What needs to be done: Copy every row below word for word, with nothing changed.

Recorded data
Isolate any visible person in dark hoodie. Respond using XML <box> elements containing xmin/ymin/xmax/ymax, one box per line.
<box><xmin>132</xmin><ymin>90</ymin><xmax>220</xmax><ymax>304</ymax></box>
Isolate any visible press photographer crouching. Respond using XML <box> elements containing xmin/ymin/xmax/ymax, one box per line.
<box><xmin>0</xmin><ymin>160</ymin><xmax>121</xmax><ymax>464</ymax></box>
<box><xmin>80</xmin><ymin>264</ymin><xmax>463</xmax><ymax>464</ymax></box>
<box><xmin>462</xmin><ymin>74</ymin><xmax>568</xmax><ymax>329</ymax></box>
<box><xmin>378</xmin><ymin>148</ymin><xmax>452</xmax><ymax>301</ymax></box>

Worked solution:
Isolate any visible person in dark hoodie. Respond using XML <box> elements containing xmin/ymin/xmax/ymax, one box per line.
<box><xmin>132</xmin><ymin>90</ymin><xmax>220</xmax><ymax>304</ymax></box>
Isolate any visible press photographer crouching. Respond using XML <box> elements containing xmin/ymin/xmax/ymax, one box per line.
<box><xmin>0</xmin><ymin>160</ymin><xmax>121</xmax><ymax>464</ymax></box>
<box><xmin>80</xmin><ymin>264</ymin><xmax>463</xmax><ymax>464</ymax></box>
<box><xmin>462</xmin><ymin>74</ymin><xmax>568</xmax><ymax>329</ymax></box>
<box><xmin>378</xmin><ymin>148</ymin><xmax>452</xmax><ymax>301</ymax></box>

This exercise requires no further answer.